## WHAT YOU ARE ASKED TO DO:
Update the passage on slope cracks, starting with "Distribution diagram of" and going on through "Outside slope cracks.", so that "spillway tunnel" becomes "discharge tunnel".

## SOURCE:

■ ■ ■ ■ ■ ■ ■

Distribution diagram of long and outward sloping cracks of slope on the left side of spillway tunnel outlet. 1. Dengying Formation grey–light grey thick layer dolomite; 2. Guanyin Rock Formation gray thin layer dolomite with thin layer and extremely thin layer shale; 3. Gray thin layer dolomite (specifically refers to the lower reaches of the Huashangou fault in the left bank of the Lixue Formation); 4. Gray, brick red interlayer with thin layer limestone; 5. Geological faults; 6. Lithologic boundary; 7. Cracks in incline slope; 8. Outside slope cracks.

The main engineering geological defects exposed during the excavation of the slope included blockwork, fractures outside the slope, the Huashangu fault (F6), and poor rock masses. A total of 33 cracks were found on this slope, of which only 6 were rock deformation cracks (see Fig. 4), which were found in late April 2014 and mid-June 2016, respectively. These rock deformation cracks are all located in the local ridge-like prominence above the opening line downstream of the F6 fault, with rough fracture surface, extension length of about 10 m, crack opening width less than 4 cm, and depth less than 0.4 m, all extending into the subsurface rock mass. The causes are mainly related to the slope relaxation and deformation. The remaining 27 cracks are all shotcrete cracks, mainly distributed on the stripped slope and engineered slope surface near the F6 fault, with rough crack surfaces, visible extension lengths less than 12 m, crack opening widths less than 4 cm, and maximum visible depths less than 0.1 m. They are only exposed to the shotcrete, but do not extend into the rock mass. The reasons are mainly related to the shrinkage of concrete, temperature changes and other factors.

■ ■ ■ ■ ■ ■ ■

## DATA LINES:
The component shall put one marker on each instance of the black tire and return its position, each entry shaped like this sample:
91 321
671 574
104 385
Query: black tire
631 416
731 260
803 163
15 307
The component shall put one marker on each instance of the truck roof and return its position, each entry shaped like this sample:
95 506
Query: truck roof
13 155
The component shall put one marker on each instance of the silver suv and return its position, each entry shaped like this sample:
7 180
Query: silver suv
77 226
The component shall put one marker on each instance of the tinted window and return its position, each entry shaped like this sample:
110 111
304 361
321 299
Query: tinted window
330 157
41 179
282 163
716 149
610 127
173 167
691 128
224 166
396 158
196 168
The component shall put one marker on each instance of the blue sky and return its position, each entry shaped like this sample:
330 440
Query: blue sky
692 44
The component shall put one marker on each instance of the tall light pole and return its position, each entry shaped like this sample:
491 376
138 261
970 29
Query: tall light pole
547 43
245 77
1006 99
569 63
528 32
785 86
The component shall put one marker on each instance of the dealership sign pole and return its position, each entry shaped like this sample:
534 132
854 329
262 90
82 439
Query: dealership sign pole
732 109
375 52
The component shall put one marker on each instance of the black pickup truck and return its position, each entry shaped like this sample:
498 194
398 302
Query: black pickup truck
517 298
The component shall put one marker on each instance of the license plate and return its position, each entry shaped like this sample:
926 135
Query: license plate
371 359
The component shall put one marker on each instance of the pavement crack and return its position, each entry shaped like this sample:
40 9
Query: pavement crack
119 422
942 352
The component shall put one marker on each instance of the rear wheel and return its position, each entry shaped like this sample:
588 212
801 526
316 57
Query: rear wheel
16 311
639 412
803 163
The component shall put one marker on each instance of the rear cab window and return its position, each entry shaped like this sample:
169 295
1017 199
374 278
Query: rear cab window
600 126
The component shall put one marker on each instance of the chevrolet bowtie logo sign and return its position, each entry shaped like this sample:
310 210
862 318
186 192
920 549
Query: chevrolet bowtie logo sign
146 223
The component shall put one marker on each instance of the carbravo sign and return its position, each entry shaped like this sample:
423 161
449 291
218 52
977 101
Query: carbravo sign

■ ■ ■ ■ ■ ■ ■

## TASK SOLUTION:
Distribution diagram of long and outward sloping cracks of slope on the left side of discharge tunnel outlet. 1. Dengying Formation grey–light grey thick layer dolomite; 2. Guanyin Rock Formation gray thin layer dolomite with thin layer and extremely thin layer shale; 3. Gray thin layer dolomite (specifically refers to the lower reaches of the Huashangou fault in the left bank of the Lixue Formation); 4. Gray, brick red interlayer with thin layer limestone; 5. Geological faults; 6. Lithologic boundary; 7. Cracks in incline slope; 8. Outside slope cracks.